**Требования**: Изложите списком абзац фрагмента ниже, начинающийся словами «Сходным образом воспринимал Голландию», и сохраните его основные факты.

**Цитируемый фрагмент**:
Сходным образом воспринимал Голландию находившийся там с флотской командой будущий декабрист Николай Бестужев. Ему живо интересны опять же любые бытовые детали: планировка домов, уклад жизни (голландцы почти не ходят друг к другу в гости, но мужчины вечера проводят в клубах, прислуга в домах немногочисленна), устройство корабельных верфей, рынков, мостов, каких-то тележек для грузов. И конечно же знаменитые плотины. Он попутно приводит сведения из истории, называет численность населения и годовой бюджет страны. Отмечает чистоту, описывает неведомый тогда в России торф и способ его добычи (“режут дерн в сих болотистых ямах, рассекают плитками, сушат и обжигают, ибо без сего предварительного действия он не годится к употреблению”). Посмеивается над голландской экономностью, переходящей в прижимистость: “голландцы чай пьют с толченым сахаром, чтоб вернее меру сахару положить ложкою” (в России тогда сахар употребляли кусковой, колотый).

**Исходные данные**:
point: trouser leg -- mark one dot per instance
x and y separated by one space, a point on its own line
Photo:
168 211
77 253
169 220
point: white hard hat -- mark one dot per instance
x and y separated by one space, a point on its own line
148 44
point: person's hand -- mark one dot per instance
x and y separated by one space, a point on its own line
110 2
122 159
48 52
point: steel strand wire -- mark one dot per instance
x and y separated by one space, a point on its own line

...

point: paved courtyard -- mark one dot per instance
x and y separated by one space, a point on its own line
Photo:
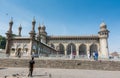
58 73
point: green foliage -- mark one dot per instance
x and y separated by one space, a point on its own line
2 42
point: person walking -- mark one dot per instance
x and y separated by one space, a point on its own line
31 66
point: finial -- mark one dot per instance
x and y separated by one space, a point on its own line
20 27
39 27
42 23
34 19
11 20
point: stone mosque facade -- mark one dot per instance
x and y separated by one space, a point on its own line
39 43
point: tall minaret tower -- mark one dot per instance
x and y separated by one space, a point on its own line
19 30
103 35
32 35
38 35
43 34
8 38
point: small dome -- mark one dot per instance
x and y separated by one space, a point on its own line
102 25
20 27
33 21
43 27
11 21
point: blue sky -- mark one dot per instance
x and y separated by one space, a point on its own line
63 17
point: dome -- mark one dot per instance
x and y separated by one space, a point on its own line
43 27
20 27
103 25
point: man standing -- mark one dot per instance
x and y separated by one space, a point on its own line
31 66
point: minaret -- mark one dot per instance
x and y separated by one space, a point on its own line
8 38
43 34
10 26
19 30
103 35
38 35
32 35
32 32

...

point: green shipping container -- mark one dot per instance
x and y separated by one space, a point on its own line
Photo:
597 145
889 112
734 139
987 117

**Решение задачи**:
- Будущий декабрист Николай Бестужев побывал в Голландии с флотской командой и воспринимал страну сходным образом.
- Его занимали бытовые детали:
  - планировка домов;
  - уклад жизни: голландцы редко ходят в гости, мужчины проводят вечера в клубах, прислуги в домах мало;
  - устройство верфей, рынков, мостов и грузовых тележек;
  - знаменитые плотины.
- Он приводил сведения из истории страны, численность населения и годовой бюджет.
- Отмечал чистоту.
- Описал неизвестный тогда в России торф и способ его добычи: дерн режут, рассекают на плитки, сушат и обжигают.
- Посмеивался над экономностью голландцев, переходящей в прижимистость: они пьют чай с толченым сахаром, чтобы точнее отмерять его ложкой. В России тогда употребляли кусковой колотый сахар.